:: TEXTAUSZUG ::

Der Historiker und Journalist Rutger Bregman hat unter dem Titel
„Im Grunde gut“ eine „neue Geschichte der Menschheit“ geschrieben. Es ist eine Art Gegenentwurf zu Hararis Bestseller „Eine kurze Geschichte der Menschheit“, in der er mit vielen Beispielen veranschaulicht, welche eine Spur der Verwüstung das Lebewesen „Mensch“ – seit es auf der Bühne der Erde aufgetaucht ist – nach sich gezogen hat.
Bregman stellt die westeuropäische, durch Augustins Erbsündenlehre maßgeblich beeinflusste autorisierte Denktradition, derzufolge der Mensch böse sei – und zwar „von Mutterleibe an“, in Frage. Er weist darauf hin, dass wirklich Bösartiges in der menschlichen Geschichte immer nur von sehr wenigen bösartigen Menschen ausging. Das Problem sei, dass sie Meister der Manipulation, der Verführung sogenannter „gutgläubiger“ Menschen sind.

:::

— AUFGABE A —
Beantworte anhand des Textauszugs:
(i) Unter welchem Titel hat Rutger Bregman seine „neue Geschichte der Menschheit“ geschrieben?
(ii) Wessen Erbsündenlehre hat die westeuropäische Denktradition maßgeblich beeinflusst?
(iii) Von wie vielen Menschen ging laut Bregman wirklich Bösartiges in der menschlichen Geschichte aus?
— AUFGABE B —
Gib aus dem Textauszug die Stelle wortgetreu zurück, die mit „Der Historiker und“ anfängt und bis einschließlich „sich gezogen hat.“ weitergeht.

:: GEZEIGTES MATERIAL ::

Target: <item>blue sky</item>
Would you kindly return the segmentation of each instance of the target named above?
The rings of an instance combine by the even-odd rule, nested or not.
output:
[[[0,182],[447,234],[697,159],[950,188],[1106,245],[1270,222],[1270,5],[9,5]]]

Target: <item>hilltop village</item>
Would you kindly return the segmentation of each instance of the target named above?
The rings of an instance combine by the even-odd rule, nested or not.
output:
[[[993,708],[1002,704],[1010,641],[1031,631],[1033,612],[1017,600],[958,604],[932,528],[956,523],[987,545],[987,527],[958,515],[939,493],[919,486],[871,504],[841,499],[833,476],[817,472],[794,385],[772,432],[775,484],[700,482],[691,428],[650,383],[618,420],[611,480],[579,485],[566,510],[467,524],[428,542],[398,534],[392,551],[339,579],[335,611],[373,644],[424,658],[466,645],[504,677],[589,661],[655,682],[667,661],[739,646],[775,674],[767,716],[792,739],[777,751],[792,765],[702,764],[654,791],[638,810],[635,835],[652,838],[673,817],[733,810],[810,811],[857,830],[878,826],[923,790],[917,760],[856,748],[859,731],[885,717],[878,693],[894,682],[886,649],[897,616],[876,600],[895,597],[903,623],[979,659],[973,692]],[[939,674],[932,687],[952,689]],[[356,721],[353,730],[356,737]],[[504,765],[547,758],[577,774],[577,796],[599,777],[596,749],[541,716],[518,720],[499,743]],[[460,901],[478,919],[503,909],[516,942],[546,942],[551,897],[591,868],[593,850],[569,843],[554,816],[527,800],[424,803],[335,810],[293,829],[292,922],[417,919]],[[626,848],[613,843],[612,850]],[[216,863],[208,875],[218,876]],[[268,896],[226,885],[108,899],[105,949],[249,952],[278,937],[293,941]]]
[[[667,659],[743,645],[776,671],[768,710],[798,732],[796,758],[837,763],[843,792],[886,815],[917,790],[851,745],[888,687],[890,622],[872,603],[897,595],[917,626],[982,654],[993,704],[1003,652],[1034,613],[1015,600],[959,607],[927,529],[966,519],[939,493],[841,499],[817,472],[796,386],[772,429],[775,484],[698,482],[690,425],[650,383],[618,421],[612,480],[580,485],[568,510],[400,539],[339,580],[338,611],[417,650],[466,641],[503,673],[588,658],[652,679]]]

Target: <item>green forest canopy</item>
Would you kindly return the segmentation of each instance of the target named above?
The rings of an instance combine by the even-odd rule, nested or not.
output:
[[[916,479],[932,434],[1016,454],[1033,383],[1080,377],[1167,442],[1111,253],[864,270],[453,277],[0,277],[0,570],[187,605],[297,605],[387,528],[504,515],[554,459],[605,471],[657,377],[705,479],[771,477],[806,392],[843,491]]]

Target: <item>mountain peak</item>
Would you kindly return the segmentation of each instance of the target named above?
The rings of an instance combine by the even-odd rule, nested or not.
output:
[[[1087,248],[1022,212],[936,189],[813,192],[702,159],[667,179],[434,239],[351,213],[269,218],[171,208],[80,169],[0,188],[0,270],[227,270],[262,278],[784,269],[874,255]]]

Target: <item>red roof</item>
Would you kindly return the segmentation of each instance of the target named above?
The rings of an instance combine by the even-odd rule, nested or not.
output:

:::

— LÖSUNG A —
(i) „Im Grunde gut“
(ii) Augustins
(iii) Immer nur von sehr wenigen bösartigen Menschen

— LÖSUNG B —
Der Historiker und Journalist Rutger Bregman hat unter dem Titel
„Im Grunde gut“ eine „neue Geschichte der Menschheit“ geschrieben. Es ist eine Art Gegenentwurf zu Hararis Bestseller „Eine kurze Geschichte der Menschheit“, in der er mit vielen Beispielen veranschaulicht, welche eine Spur der Verwüstung das Lebewesen „Mensch“ – seit es auf der Bühne der Erde aufgetaucht ist – nach sich gezogen hat.